Extrait de page

Le Télestérion (Grande salle pour l’initiation aux Mystères d’Éleusis) était une enceinte avec plusieurs entrées et huit niveaux de sièges sur les quatre côtés. Il permettait aux initiés des Mystères de participer aux rituels assis. Dans le centre se trouvait le mégaron (Pièce principale des habitations), dont seuls les Hiérophantes (Prêtre qui explique les mystères du sacré) pouvaient accéder pour les rites les plus secrets. Les vestiges montrent diverses interventions architecturales entre le Ve et IIe siècle av.J.C.


 

Le Plutonion d’Éleusis

 
L’arc de triomphe qui est une reproduction des arcs Romain ou Athénien. Il fut érigé devant le Propylée majeur. Il date d’après l’an 129 ap.J.C.
 
Le puits de Calíchoron qui fut le lieu, selon Homère (Poète Grec de la fin du VIIIe siècle), où Déméter se reposa lors de sa première visite à Éleusis. Pendant les célébrations en l’honneur de la Déesse des femmes dansaient autour de la fosse. Il est daté de la première moitié du Ve siècle av.J.C.
 
Le Plutonion (ou Ploutonion) était une grotte vénérée en tant que passerelle vers le monde des morts. C’était un mur de soutènement de caractère rituel autour d’une grotte où, selon la tradition, était apparu Pluton, Dieu des enfers. Il fut le lieu d’une représentation de la déclaration annuelle de Perséphone à la terre. Il est daté d’entre la VIe et IVe siècle av.J.C.

Énoncé
Reproduisez mot pour mot le passage du texte sur Éleusis, de « L’arc de triomphe » à « IVe siècle av.J.C. ».

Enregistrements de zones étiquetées
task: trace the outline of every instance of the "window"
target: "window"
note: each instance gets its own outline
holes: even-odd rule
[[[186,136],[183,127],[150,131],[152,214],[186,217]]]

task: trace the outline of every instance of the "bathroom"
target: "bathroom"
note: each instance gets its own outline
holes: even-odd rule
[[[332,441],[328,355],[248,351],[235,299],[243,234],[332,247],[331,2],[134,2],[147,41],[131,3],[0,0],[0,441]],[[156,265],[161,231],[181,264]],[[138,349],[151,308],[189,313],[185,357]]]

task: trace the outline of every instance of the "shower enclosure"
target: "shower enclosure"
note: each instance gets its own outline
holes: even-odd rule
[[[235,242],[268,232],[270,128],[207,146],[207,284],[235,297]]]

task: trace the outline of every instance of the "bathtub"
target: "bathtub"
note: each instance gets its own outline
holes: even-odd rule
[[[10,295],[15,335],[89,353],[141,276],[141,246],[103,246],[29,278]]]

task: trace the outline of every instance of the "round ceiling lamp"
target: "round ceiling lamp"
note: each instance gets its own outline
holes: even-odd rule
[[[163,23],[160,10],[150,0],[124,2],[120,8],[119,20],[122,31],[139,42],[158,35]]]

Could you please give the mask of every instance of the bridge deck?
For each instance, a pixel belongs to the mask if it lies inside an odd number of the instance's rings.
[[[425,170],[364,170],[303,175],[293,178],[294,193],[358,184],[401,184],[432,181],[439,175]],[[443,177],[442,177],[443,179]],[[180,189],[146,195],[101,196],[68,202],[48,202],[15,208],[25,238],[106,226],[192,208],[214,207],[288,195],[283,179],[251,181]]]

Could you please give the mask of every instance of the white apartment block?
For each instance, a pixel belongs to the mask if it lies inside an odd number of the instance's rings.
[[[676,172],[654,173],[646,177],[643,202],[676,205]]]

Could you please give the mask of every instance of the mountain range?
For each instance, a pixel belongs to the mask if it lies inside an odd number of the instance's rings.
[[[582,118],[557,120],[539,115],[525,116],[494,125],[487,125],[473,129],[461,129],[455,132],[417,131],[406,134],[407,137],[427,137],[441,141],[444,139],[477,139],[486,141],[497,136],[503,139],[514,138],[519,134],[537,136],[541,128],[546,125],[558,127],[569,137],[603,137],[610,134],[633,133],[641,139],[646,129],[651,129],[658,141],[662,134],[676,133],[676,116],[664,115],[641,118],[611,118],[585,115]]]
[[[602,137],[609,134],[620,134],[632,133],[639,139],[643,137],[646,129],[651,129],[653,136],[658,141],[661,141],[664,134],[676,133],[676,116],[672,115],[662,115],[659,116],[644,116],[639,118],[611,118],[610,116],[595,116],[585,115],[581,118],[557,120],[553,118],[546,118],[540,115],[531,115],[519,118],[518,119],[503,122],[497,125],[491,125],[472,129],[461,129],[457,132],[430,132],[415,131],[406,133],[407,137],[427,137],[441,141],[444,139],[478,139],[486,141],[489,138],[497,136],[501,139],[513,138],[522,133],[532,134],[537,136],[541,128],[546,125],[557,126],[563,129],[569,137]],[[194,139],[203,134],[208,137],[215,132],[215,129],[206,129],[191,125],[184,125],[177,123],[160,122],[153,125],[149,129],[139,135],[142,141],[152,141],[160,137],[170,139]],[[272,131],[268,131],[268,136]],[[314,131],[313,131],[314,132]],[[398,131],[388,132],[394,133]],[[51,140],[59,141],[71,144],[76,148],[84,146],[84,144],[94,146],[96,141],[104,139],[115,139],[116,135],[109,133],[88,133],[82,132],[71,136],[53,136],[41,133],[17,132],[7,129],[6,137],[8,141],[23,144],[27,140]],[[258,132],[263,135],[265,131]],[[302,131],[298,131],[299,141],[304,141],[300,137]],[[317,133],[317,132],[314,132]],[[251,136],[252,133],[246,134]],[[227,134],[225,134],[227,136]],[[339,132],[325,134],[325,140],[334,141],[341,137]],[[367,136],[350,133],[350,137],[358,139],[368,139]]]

La solution
L’arc de triomphe qui est une reproduction des arcs Romain ou Athénien. Il fut érigé devant le Propylée majeur. Il date d’après l’an 129 ap.J.C.
 
Le puits de Calíchoron qui fut le lieu, selon Homère (Poète Grec de la fin du VIIIe siècle), où Déméter se reposa lors de sa première visite à Éleusis. Pendant les célébrations en l’honneur de la Déesse des femmes dansaient autour de la fosse. Il est daté de la première moitié du Ve siècle av.J.C.
 
Le Plutonion (ou Ploutonion) était une grotte vénérée en tant que passerelle vers le monde des morts. C’était un mur de soutènement de caractère rituel autour d’une grotte où, selon la tradition, était apparu Pluton, Dieu des enfers. Il fut le lieu d’une représentation de la déclaration annuelle de Perséphone à la terre. Il est daté d’entre la VIe et IVe siècle av.J.C.